_Given text_
BEGIN

Introducing The Conceptual And Associative Meanings English Language Essay


This term paper has been written for partial fulfillment of the Semantic course. It was requested by Dr. Mohammed to write a term paper on one of the branches of linguistics with the concerning of education. It was requested on (28/Dec/2010). The objective of this term paper is to gather some information conceptual and associative meaning. This paper is more definition rather then problematic.

There is a great need to understand the nature of linguistic meaning. The conceptual meaning remained an abstract concept. This term paper show some of the types of conceptual and associative meaning that been written about it such as Contrastive, Constituent structure, Connotative meaning, Stylistic meaning, Affective meaning, Reflected meaning, Collocative meaning with the detailed information on each individually. The conceptual meaning provides an illustrative discussion on types of meaning and an idea of some schools about the conceptual meaning.

The conceptual meaning is also known by many names. Names like (the logical, the cognitive, lexical, the denotative content or sense). The philosophy of concept has been there since ancient times until the present day. The best-know versions of theory of concept are the sign theory brought by de Saussure and semiotic triangle brought by Ogden and Richards.

Sign theory (de Saussure)

END

_Supplied records_

BEGIN

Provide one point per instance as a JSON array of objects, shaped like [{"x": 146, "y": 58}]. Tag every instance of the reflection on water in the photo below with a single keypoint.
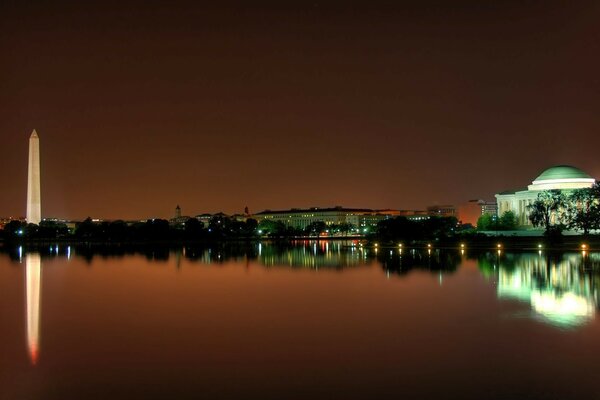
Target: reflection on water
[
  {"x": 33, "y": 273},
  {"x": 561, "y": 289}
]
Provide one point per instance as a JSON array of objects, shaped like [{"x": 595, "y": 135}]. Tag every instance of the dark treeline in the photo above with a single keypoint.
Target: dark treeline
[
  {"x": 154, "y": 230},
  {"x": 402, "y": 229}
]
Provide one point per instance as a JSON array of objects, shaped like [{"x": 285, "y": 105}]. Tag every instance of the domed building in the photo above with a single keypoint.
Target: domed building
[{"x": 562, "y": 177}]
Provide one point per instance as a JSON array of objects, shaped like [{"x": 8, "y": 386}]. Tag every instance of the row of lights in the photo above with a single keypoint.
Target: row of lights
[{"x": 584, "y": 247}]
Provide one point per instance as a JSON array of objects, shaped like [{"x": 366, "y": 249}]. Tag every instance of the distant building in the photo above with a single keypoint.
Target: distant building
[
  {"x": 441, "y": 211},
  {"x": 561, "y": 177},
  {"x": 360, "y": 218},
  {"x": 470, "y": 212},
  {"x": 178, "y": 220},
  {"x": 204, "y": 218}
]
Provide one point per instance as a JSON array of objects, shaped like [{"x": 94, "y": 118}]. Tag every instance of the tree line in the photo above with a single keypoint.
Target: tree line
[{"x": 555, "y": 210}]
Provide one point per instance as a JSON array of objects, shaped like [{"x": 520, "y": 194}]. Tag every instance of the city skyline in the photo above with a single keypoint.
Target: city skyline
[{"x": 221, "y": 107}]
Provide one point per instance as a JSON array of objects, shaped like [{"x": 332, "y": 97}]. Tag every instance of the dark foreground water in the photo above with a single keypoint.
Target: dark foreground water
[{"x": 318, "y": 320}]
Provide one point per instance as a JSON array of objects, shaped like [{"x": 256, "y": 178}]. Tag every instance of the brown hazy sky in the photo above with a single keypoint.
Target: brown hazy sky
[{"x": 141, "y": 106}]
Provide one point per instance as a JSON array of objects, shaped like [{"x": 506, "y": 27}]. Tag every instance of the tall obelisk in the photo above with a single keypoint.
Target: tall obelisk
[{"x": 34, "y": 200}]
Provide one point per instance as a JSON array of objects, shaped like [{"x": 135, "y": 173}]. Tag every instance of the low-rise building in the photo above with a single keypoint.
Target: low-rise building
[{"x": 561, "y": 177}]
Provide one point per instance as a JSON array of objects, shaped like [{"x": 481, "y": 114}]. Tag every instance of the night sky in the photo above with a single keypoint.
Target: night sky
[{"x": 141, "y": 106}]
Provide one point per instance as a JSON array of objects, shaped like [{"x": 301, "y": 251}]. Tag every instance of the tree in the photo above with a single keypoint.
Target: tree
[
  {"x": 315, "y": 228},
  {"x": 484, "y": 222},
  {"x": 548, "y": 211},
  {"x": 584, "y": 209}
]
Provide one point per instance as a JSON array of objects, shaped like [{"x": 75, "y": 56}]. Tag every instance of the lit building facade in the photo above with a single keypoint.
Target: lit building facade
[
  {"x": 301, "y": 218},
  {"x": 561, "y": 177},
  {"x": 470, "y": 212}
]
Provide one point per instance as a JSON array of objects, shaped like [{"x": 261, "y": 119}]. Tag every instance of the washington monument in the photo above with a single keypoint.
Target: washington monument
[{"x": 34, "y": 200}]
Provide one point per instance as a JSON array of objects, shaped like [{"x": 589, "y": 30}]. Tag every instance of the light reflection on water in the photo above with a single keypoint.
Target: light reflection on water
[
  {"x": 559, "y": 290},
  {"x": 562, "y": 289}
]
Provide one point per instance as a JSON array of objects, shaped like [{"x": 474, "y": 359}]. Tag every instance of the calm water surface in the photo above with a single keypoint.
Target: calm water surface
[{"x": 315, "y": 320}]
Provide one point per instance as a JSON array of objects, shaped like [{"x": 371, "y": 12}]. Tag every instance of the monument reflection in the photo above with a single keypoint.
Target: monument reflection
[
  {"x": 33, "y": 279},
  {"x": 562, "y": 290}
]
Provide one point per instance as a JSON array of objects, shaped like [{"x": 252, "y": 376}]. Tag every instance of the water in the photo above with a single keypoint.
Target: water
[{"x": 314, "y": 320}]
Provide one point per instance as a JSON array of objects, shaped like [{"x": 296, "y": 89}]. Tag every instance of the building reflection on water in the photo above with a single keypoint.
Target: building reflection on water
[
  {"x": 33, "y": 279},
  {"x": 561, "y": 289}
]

END

_What the exercise asks_
Extend the essay on conceptual and associative meaning from the point where it stops. The listing comes from a different source than the text.

_Response for this exercise_
According to de Saussure, the linguistic sign consists of a signifier and a signified. The signifier is the word or sound and the signified is the thing indicated by the signifier. The Signified shouldn’t be a real object, but at the very least something to referent to. Saussure explain that there is a relation between sound image and a concept, both bound in an unexplained way. The thing we say is mirrored in some way by the conceptual entities. (Palmer F. 1981)

Semiotic triangle (Ogden and Richards)


Symbol Referent

Ogden and Richards saw the relationship as a triangle. The symbol is the sound-image, the sentence or a word. The referent is the object that is meant to. The thought is the concept that relate to the referent and the symbol. The thought is the concept in which it been in all human mind. (Palmer F. 1981)


Geoffrey Leech has defined conceptual meaning as ” The widely assumed to be the central factor in linguistic communication …” (Leech G. pp 10)

John I. Saeed said “If we adopt the hypothesis that the meaning go, say, a noun, is a combination of its denotation and a conceptual element, than from the point of view of a linguist, two basic questions about the conceptual element are:

1. What form can we assign to concepts?

2. How do children acquire them, along with their linguistic labels?

We can look at some answers to these questions. In our discussion we will concentrate on concepts that correspond to a single word, i.e. that are lexicalized. of course not all concepts are like this: some concepts are described by phrases as in the underlined concept below:

We’re designing a device for cooking food by microwaves.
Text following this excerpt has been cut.